* BEGIN *

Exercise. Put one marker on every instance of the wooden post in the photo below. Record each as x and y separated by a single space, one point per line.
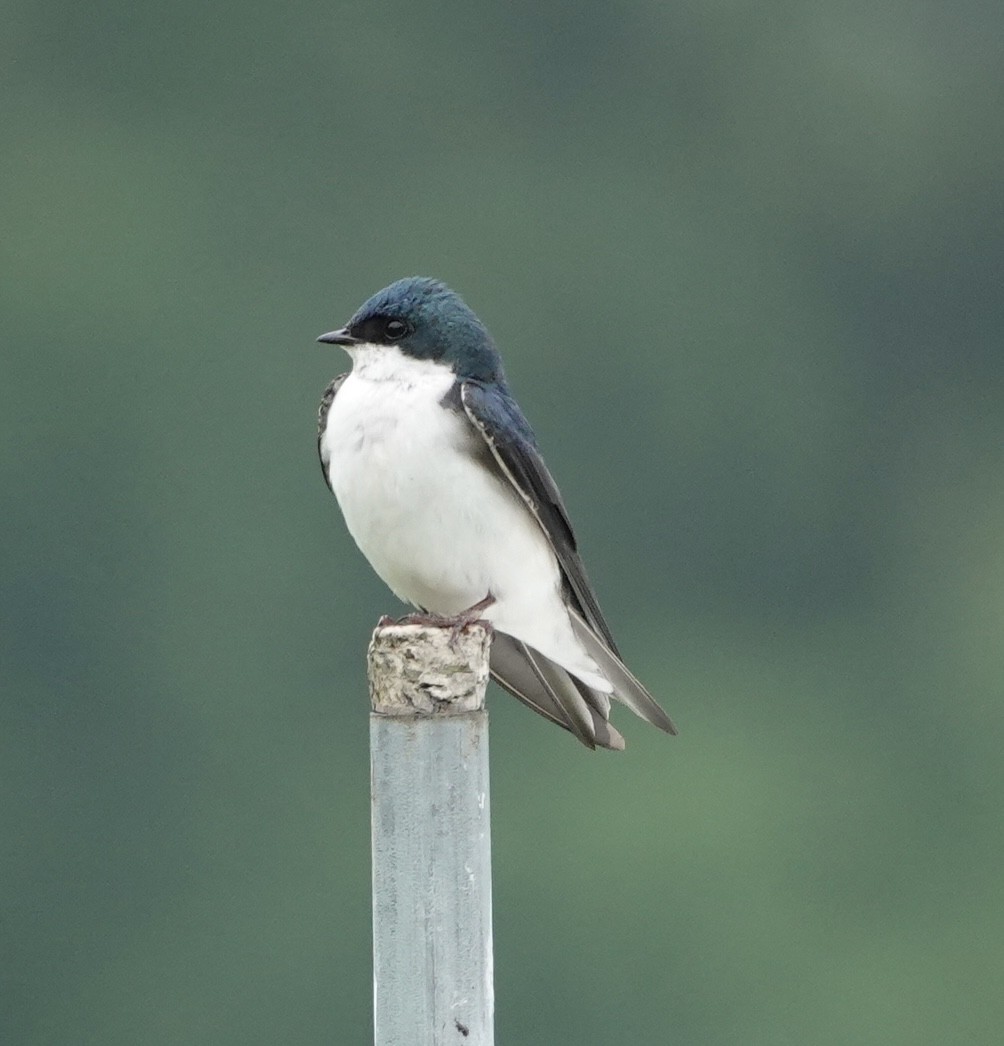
431 838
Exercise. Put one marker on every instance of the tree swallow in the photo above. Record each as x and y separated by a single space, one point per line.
442 487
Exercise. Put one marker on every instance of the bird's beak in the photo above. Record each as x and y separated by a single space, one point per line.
341 337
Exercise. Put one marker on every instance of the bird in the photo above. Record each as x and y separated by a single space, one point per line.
443 489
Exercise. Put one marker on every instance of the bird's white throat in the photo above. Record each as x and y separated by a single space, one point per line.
387 363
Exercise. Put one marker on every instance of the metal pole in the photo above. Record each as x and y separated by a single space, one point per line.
431 837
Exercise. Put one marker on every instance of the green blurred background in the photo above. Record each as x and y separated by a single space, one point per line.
745 265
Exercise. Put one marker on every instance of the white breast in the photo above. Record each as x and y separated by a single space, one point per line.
437 526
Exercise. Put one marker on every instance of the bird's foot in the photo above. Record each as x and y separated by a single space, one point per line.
456 623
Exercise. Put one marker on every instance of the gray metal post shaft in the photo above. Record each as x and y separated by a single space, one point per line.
431 838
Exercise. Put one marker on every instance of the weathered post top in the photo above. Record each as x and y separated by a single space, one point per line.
431 837
416 669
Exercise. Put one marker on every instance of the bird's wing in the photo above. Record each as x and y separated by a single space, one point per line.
533 679
326 400
508 435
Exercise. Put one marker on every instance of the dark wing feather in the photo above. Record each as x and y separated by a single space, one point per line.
326 400
508 435
540 683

* END *

◆ **GOAL OF THE EXERCISE**: Leave the pictures out and reproduce all of the records exactly.

◆ **OUTPUT BELOW**:
Exercise. Put one marker on every instance of the wooden post in the photo below. Record each as x and y separated by a single space, one point per line.
431 838
Exercise. Put one marker on every instance of the tree swallow in the photo above. Record each as x and y separated by a single space, one point per line.
442 487
Exercise. Put one marker on every instance of the bird's beak in the photo above. Record each as x and y separated by a single space, one point per line.
341 337
Exercise. Put one marker on every instance of the bird in the photo above. Record each as x and y separated by a single space, one point per line.
443 489
Exercise. Put one marker on every instance of the bird's white throat in the photo above. Record each as x and y separated by a single space, one point per line.
387 363
Exercise. Put one marker on every instance of the metal pole in the photo above. Record each as x and y separated by a single space, one point per line.
431 837
Exercise. Put one marker on every instance of the green blurred background in the photo above. Record each as x and y separated by a single space, one point per line.
745 265
Exercise. Put one marker on every instance of the white breast in the photo above. Record each as x and y separated by a single space, one point per line.
437 526
Exercise. Put one marker on every instance of the bird's foot in the photo above. Record each as x and y separated by a single space, one point per line.
456 623
Exercise. Put one marker on every instance of the gray metal post shaft in the photo above. Record each as x and y separated by a single space, one point per line.
431 838
Exercise. Put one marker on every instance of the weathered post top in the photo above. Record each as x and y separated by a single space, one point per line.
431 837
416 669
Exercise. Put one marker on every instance of the bird's wing in the photo above. Record each as x and y separated by a single space, one point per line.
533 679
326 400
508 435
Exercise. Put one marker on every instance of the dark wing feather in the photo above. Record each as x and y separated by a single space, one point per line.
326 400
508 435
540 683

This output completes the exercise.